● Document:

Pwanyiwa v Shamva Gold Mine (34 of 2024) [2024] ZWSC 34 (15 February 2024)

Pwanyiwa v Shamva Gold Mine (34 of 2024) [2024] ZWSC 34 (15 February 2024)

Judgment No. SC 34/24

Chamber Application No. SC 684/23


REPORTABLE (34)



MEJA PWANYIWA

v

SHAMVA GOLD MINE





SUPREME COURT OF ZIMBABWE

HARARE: 12 &15 FEBRUARY 2024





Leman Pwanyiwa, for the applicant

W. Musikadi for the respondent



CHAMBER APPLICATION




MAVANGIRA JA:

INTRODUCTION

  1. The applicant filed a Chamber Application seeking leave to appeal against a judgment of the Labour Court dated 18 July, 2023. The respondent filed opposing papers. The matter was set down for a virtual hearing on 12 February 2024 but had to be rescheduled to 15 February 2024 due to technical challenges that were experienced.


  1. At the commencement of proceedings on 15 February 2024, one Leman Pwanyiwa announced himself as appearing for the applicant. The court enquired as to the capacity in which he was doing so. His response was that he is a para-legal officer in the Mining Workers Union to which the applicant belongs. The court further enquired whether he had the right of audience before this Court or a judge of this Court. He boisterously responded that he did. On being asked in terms of which provision of the law, he claimed to have right of audience, he referred the court to “section 2, subsection 4” of the Supreme Court Rules and to s 35 of the Labour Act. As the court endeavored to ascertain that he understood the issue at hand, he continued to gallantly defend his stance.


  1. In response, Mr Musikadi, for the respondent, submitted that Mr Leman had no right of audience before the court.


  1. Mr Leman, however, passionately persisted in his stance. The court then directed him to file heads of argument to justify his contention. Mr Musikadi would thereafter file his in response. As a result, the matter was postponed sine die in order that the court may, in the meantime, make a pronouncement on the issue. Both sides have now since filed their heads of argument as directed. In fact, Mr Leman, who had up to close of business on 22 February 2024, to file his heads of argument, filed them before the end of the day on 15 February 2024 the day on which the directive was given.


LEMAN PWANYIWA’S CONTENTIONS

  1. The bases that Mr Leman claims to establish his right of audience before this Court now follow hereunder.


  1. The applicant is being represented by the Mining Workers Union of Zimbabwe through him as its appointed official. He is employed by the Union as a para-legal officer.

  2. The starting point is r 2 (4) of the Supreme Court Rules, 2018, where a “legal representative” is defined to mean “any person authorized by any law to represent any litigant.” Rule 2 (4) as read with r 59 leaves no doubt that the term “legal representative” includes trade unions or their officials in representing their members in “labour and employment disputes spilling to this Court.”


  1. Sections 29 (4) (d) and 35 (a) (v) of the Labour Act, [Chapter 28:01], as well as s 85 (1) (e) as read with s 65 of the Constitution give rise to “the right of the Union or its officials to represent their members in the Supreme Court.” The said provisions empower the Union to represent its members even in the Supreme Court.

● Exercise tasks:
(a) Please list every legal provision that the judgment above cites under the heading "LEMAN PWANYIWA'S CONTENTIONS", including the instrument each belongs to.
(b) Answer these questions using the judgment above:
(i) On what date was the Labour Court judgment that the applicant seeks leave to appeal delivered?
(ii) Why was the virtual hearing moved from 12 February 2024 to 15 February 2024?
(iii) By what deadline was Mr Leman required to file his heads of argument?

● Records shown:
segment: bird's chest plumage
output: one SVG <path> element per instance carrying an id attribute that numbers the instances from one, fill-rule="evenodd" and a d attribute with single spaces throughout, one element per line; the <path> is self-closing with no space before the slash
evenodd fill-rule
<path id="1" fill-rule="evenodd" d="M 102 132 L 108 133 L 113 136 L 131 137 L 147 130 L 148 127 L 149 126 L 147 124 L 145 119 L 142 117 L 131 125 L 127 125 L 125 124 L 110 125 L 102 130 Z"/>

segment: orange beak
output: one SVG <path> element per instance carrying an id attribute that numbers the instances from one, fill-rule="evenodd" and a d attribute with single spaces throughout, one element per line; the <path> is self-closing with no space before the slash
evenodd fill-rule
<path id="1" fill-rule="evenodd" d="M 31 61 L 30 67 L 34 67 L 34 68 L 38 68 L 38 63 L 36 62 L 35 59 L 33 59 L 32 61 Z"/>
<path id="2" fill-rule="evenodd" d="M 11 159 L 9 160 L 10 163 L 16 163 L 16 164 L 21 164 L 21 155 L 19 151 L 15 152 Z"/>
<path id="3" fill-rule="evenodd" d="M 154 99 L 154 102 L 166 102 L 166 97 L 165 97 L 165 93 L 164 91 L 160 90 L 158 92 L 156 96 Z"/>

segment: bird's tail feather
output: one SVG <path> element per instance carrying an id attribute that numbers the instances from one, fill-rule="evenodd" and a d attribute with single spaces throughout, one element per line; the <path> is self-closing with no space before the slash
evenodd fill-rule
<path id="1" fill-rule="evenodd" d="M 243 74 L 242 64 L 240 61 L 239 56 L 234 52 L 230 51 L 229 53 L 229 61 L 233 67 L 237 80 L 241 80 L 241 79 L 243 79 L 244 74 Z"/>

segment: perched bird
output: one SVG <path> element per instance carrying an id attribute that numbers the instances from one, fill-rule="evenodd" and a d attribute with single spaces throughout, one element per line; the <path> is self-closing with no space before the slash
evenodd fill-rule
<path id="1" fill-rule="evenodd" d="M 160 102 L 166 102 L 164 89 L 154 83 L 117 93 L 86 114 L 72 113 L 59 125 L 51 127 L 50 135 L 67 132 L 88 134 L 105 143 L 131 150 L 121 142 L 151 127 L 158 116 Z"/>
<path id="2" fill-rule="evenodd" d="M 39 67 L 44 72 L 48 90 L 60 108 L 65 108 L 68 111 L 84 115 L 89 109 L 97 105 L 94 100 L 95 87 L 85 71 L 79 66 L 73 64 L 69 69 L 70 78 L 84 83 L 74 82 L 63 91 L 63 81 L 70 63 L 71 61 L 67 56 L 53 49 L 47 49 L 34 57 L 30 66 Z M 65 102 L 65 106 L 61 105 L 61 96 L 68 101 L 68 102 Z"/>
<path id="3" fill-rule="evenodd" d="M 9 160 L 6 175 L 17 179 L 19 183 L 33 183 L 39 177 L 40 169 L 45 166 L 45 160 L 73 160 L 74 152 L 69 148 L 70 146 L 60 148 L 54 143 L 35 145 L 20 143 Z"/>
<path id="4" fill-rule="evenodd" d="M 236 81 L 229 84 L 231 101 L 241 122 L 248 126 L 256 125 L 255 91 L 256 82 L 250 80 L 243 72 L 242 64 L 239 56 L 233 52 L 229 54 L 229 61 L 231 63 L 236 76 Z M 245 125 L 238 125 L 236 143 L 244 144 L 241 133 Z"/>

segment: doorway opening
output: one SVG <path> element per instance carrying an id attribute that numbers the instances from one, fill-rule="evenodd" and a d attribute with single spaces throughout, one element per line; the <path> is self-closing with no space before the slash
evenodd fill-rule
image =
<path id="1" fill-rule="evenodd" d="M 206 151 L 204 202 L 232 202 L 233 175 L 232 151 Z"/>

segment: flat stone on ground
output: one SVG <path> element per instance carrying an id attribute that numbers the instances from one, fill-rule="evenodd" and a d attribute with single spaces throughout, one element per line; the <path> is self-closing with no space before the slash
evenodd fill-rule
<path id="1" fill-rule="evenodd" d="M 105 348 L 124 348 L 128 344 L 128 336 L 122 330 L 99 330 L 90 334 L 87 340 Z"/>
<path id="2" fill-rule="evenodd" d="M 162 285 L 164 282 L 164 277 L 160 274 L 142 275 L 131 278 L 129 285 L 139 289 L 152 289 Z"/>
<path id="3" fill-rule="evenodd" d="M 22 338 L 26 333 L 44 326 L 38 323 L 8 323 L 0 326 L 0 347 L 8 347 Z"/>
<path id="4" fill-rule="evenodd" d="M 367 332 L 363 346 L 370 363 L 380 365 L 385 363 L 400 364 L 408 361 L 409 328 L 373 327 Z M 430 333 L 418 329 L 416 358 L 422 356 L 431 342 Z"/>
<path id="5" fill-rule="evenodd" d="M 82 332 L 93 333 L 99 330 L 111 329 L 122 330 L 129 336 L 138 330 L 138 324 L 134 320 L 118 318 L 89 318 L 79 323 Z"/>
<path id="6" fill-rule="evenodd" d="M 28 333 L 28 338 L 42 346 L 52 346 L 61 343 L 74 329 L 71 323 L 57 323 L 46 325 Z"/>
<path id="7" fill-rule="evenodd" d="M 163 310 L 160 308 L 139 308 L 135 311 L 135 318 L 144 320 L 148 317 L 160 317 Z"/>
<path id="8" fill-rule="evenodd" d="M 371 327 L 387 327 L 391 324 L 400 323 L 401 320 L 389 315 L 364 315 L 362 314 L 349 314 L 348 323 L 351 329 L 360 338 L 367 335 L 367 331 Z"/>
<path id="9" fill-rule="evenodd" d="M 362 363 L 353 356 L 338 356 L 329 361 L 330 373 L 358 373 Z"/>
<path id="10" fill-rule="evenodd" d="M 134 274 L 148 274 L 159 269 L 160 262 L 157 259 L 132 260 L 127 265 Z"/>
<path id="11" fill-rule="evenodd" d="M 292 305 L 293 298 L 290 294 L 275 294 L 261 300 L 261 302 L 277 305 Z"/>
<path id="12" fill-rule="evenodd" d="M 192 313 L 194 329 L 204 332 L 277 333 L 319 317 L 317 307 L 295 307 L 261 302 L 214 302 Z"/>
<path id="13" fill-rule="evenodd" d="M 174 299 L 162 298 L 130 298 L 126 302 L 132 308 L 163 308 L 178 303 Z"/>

● Responses:
(a)
- Rule 2 (4) of the Supreme Court Rules, 2018
- Rule 59 of the Supreme Court Rules
- Section 29 (4) (d) of the Labour Act [Chapter 28:01]
- Section 35 (a) (v) of the Labour Act [Chapter 28:01]
- Section 85 (1) (e) of the Constitution
- Section 65 of the Constitution

(b)
(i) 18 July 2023
(ii) Technical challenges were experienced.
(iii) Close of business on 22 February 2024